Transcribe each record below word for word.

Top of Task material

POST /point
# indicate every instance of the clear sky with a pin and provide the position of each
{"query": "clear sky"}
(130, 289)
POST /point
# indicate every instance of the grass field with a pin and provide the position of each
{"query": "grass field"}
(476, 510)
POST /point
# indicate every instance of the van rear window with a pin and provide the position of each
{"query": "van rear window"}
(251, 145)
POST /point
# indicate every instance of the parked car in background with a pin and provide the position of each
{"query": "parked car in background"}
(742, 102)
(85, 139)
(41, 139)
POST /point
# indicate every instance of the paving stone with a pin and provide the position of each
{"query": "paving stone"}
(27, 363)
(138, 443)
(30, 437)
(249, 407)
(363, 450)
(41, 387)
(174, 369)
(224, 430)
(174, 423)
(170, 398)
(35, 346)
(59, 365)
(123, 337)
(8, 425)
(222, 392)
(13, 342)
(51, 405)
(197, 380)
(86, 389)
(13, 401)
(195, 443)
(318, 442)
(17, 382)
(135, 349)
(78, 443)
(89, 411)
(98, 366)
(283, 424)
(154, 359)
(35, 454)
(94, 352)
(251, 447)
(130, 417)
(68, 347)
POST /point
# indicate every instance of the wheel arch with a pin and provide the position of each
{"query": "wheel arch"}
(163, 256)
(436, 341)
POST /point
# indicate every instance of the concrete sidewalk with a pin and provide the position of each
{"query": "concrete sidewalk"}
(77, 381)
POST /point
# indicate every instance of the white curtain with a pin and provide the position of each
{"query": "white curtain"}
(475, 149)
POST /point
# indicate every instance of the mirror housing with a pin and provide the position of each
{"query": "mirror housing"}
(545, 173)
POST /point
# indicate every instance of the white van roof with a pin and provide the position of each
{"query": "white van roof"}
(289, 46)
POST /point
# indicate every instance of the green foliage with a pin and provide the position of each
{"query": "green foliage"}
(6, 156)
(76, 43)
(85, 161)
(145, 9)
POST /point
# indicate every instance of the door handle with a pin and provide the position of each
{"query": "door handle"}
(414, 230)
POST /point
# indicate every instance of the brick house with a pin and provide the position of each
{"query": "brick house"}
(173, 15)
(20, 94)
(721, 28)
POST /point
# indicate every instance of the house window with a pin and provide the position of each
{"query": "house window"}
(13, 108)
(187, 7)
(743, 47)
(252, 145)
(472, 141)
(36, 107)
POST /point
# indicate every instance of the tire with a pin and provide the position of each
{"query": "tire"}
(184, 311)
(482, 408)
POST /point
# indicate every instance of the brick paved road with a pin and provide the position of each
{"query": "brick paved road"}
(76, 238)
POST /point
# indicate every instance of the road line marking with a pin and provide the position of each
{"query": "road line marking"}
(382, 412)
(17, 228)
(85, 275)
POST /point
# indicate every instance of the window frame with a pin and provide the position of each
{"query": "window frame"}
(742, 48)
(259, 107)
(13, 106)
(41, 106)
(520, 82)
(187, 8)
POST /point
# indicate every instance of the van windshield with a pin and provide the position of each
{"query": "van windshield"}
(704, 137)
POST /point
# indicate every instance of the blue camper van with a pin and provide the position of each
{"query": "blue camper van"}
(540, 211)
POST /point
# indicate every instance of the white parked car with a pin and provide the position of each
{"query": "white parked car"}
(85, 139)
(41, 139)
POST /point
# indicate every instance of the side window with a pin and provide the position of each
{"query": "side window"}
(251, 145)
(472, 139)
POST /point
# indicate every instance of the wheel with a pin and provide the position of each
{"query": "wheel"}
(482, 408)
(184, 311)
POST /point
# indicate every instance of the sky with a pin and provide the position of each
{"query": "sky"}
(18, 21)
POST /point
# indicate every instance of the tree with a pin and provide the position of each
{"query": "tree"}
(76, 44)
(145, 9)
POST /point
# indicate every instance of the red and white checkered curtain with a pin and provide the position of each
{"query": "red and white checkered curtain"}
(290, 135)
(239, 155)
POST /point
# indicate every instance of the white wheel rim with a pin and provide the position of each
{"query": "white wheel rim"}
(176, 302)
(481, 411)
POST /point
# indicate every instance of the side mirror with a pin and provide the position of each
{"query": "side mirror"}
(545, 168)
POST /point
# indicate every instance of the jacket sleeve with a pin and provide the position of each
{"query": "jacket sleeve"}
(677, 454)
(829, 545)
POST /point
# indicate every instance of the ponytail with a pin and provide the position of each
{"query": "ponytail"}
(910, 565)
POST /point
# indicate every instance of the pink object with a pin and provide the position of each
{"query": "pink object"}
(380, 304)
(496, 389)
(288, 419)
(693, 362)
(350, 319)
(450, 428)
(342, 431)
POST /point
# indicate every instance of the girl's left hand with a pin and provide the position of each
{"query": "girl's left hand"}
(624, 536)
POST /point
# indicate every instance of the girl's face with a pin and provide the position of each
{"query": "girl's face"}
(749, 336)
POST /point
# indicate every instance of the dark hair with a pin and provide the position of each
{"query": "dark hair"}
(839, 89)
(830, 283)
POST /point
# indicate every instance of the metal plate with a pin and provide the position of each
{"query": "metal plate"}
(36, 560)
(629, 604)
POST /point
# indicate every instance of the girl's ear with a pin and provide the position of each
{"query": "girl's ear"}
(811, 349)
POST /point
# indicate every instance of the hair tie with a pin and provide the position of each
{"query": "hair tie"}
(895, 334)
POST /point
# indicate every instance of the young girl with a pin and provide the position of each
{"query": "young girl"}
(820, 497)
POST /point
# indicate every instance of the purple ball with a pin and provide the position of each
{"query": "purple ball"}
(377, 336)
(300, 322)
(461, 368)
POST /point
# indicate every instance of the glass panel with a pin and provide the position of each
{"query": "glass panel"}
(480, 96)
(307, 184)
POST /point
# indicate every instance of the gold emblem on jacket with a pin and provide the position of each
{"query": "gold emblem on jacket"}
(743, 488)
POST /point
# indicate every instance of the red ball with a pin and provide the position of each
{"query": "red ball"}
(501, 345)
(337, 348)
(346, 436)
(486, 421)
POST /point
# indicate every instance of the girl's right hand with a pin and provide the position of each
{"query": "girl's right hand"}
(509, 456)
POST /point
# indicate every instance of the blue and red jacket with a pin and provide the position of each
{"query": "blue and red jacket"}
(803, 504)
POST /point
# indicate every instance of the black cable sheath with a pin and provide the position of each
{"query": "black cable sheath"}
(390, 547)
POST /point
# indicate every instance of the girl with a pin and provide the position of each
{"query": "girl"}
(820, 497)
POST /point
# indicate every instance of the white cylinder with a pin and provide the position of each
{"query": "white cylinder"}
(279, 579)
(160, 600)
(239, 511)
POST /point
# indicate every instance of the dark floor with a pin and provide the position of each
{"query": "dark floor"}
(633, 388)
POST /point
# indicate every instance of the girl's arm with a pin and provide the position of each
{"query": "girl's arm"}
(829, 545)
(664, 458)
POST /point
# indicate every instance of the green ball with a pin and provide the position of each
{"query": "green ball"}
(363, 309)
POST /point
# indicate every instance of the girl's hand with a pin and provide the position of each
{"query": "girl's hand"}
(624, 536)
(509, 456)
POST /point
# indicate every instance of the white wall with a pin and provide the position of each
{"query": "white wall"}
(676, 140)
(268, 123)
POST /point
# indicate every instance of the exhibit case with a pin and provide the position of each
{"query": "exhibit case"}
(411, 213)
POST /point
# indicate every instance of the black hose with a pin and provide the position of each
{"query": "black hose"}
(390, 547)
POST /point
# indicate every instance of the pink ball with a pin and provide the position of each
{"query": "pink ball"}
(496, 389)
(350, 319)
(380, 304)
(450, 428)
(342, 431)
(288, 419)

Bottom of Task material

> [Response to this task]:
POST /point
# indicate every instance of the clear sky with a pin and provide the position of each
{"query": "clear sky"}
(130, 289)
POST /point
# indicate every instance of the grass field with a pin and provide the position of each
{"query": "grass field"}
(476, 510)
POST /point
# indicate every instance of the van rear window with a pin and provide the position of each
{"query": "van rear window"}
(251, 145)
POST /point
# indicate every instance of the parked car in background with a pin and provide the position of each
{"query": "parked car in background"}
(742, 102)
(85, 139)
(41, 139)
POST /point
# indicate every instance of the paving stone with a pin and provide the position of each
{"query": "paving stone"}
(27, 363)
(138, 443)
(30, 437)
(249, 407)
(363, 450)
(41, 387)
(174, 369)
(224, 430)
(174, 423)
(170, 398)
(35, 346)
(59, 365)
(123, 337)
(8, 425)
(222, 392)
(13, 342)
(51, 405)
(197, 380)
(86, 389)
(13, 401)
(195, 443)
(318, 442)
(17, 382)
(135, 349)
(78, 443)
(89, 411)
(98, 366)
(283, 424)
(154, 359)
(35, 454)
(94, 352)
(251, 447)
(130, 417)
(68, 347)
POST /point
# indicate every instance of the wheel arch with a pin and provide the position of each
{"query": "wheel arch"}
(163, 256)
(436, 341)
POST /point
# indicate every instance of the concrete sidewalk with a pin and provide the position of each
{"query": "concrete sidewalk"}
(77, 381)
POST /point
# indicate every instance of the white curtain with a pin and provide the position of each
{"query": "white curtain"}
(475, 149)
POST /point
# indicate every instance of the mirror housing with a pin and provide the position of each
{"query": "mirror housing"}
(545, 173)
POST /point
# indicate every instance of the white van roof with a pin and provide the position of each
{"query": "white van roof"}
(289, 46)
POST /point
# indicate every instance of the green foliage with a pin and provide the position of each
{"query": "green foliage"}
(6, 156)
(76, 43)
(85, 161)
(145, 9)
POST /point
# indicate every instance of the door handle with a pin and provide the position of each
{"query": "door handle"}
(414, 230)
POST /point
# indicate every instance of the brick house with a pin and provide the position of each
{"query": "brick house"}
(173, 15)
(20, 94)
(721, 28)
POST /point
# indicate every instance of the house window with a pin and provide the position of each
{"query": "house window"}
(13, 108)
(187, 7)
(743, 47)
(252, 145)
(472, 141)
(36, 107)
POST /point
# indicate every instance of the tire with a pin and provide the position of each
{"query": "tire"}
(184, 311)
(482, 408)
POST /point
# indicate every instance of the brick paved road with a pin and provide the position of each
{"query": "brick paved road"}
(76, 238)
POST /point
# indicate every instance of the road line marking with a pin and provide the position of each
{"query": "road line marking"}
(382, 412)
(17, 228)
(85, 275)
POST /point
# indicate every instance of the window frame with a pin and provide the position of each
{"query": "window frame"}
(742, 48)
(259, 107)
(13, 106)
(41, 106)
(520, 82)
(187, 8)
POST /point
# indicate every instance of the van windshield with a pin and provide the position of each
{"query": "van windshield"}
(704, 137)
POST /point
# indicate every instance of the blue camper van with a pin and provide the position of each
{"query": "blue camper van"}
(540, 211)
POST /point
# indicate every instance of the white parked car with a pin and provide the position of each
{"query": "white parked car"}
(85, 139)
(41, 139)
POST /point
# indicate every instance of the side window with a pin and provide the position of each
{"query": "side window"}
(251, 145)
(472, 139)
POST /point
# indicate every instance of the wheel with a pin and provide the position of each
{"query": "wheel"}
(482, 408)
(184, 311)
POST /point
# indicate every instance of the sky with a pin and provide the position of each
{"query": "sky"}
(18, 21)
POST /point
# indicate every instance of the tree with a pin and provide the position of each
{"query": "tree"}
(76, 44)
(145, 9)
POST /point
# indicate every instance of the red and white checkered curtain with a pin and provide the position of each
{"query": "red and white checkered curtain"}
(290, 135)
(239, 155)
POST /point
# indicate every instance of the white wheel rim with a pin and provide the position of each
{"query": "white wheel rim"}
(176, 302)
(481, 411)
POST /point
# indicate every instance of the side mirror with a pin and provide the position of each
{"query": "side mirror"}
(545, 168)
POST /point
# indicate every instance of the jacket sleeve with a pin and provide the position of each
{"query": "jacket sleeve"}
(677, 454)
(829, 545)
POST /point
# indicate every instance of the ponytail with a pin and provide the position of each
{"query": "ponytail"}
(910, 565)
POST /point
# indicate every instance of the pink object with a pin and provide the position of each
{"query": "pink object"}
(380, 304)
(496, 389)
(288, 419)
(693, 362)
(350, 319)
(450, 428)
(342, 431)
POST /point
# indicate every instance of the girl's left hand with a pin and provide the position of each
{"query": "girl's left hand"}
(624, 536)
POST /point
# indicate every instance of the girl's face with a pin and provide the position of each
{"query": "girl's face"}
(749, 336)
POST /point
# indicate every instance of the dark hair with a pin and provide the position of each
{"query": "dark hair"}
(839, 89)
(830, 283)
POST /point
# indicate every instance of the metal plate with a pin and provide the position of each
{"query": "metal plate"}
(36, 560)
(629, 604)
POST /point
# indicate every instance of the girl's ear with a pin and provide the position of each
{"query": "girl's ear"}
(811, 349)
POST /point
# indicate every instance of the hair tie with a pin and provide the position of each
{"query": "hair tie"}
(895, 334)
POST /point
# indicate every instance of the young girl with a pin and provide the position of each
{"query": "young girl"}
(820, 497)
POST /point
# indicate every instance of the purple ball with a pin and provide the position of each
{"query": "purple ball"}
(377, 336)
(300, 322)
(461, 368)
POST /point
# indicate every instance of the glass panel with a pin and provide the position of each
{"query": "glass panel"}
(480, 96)
(307, 184)
POST /point
# indicate every instance of the gold emblem on jacket with a pin and provide the position of each
{"query": "gold emblem on jacket"}
(743, 488)
POST /point
# indicate every instance of the red ball with a pin and provide the position of each
{"query": "red ball"}
(501, 345)
(337, 348)
(346, 436)
(486, 421)
POST /point
# indicate every instance of the girl's right hand with a pin and provide the position of each
{"query": "girl's right hand"}
(509, 456)
POST /point
# indicate every instance of the blue and red jacket with a pin and provide the position of each
{"query": "blue and red jacket"}
(803, 504)
POST /point
# indicate every instance of the black cable sheath with a pin and provide the position of each
{"query": "black cable sheath"}
(390, 547)
POST /point
# indicate every instance of the girl with a pin and provide the position of each
{"query": "girl"}
(820, 497)
POST /point
# indicate every instance of the white cylinder with a pin and provide the position of each
{"query": "white cylinder"}
(279, 579)
(160, 600)
(239, 511)
POST /point
# indicate every instance of the dark floor with a pin and provide the position of each
{"query": "dark floor"}
(633, 388)
POST /point
# indicate every instance of the girl's arm with a pin and provide the position of each
{"query": "girl's arm"}
(829, 545)
(664, 458)
POST /point
# indicate every instance of the green ball with a pin and provide the position of each
{"query": "green ball"}
(363, 309)
POST /point
# indicate every instance of the girl's hand with a pin and provide the position of each
{"query": "girl's hand"}
(624, 536)
(509, 456)
POST /point
# indicate every instance of the white wall with a pin and provide the position of each
{"query": "white wall"}
(676, 140)
(268, 123)
POST /point
# indicate every instance of the exhibit case with a pin and provide the position of each
{"query": "exhibit case"}
(411, 213)
POST /point
# indicate every instance of the black hose with a pin and provide the position of each
{"query": "black hose"}
(390, 547)
POST /point
# indicate every instance of the pink ball with a pin and provide the position of each
{"query": "pink ball"}
(496, 389)
(350, 319)
(380, 304)
(450, 428)
(342, 431)
(288, 419)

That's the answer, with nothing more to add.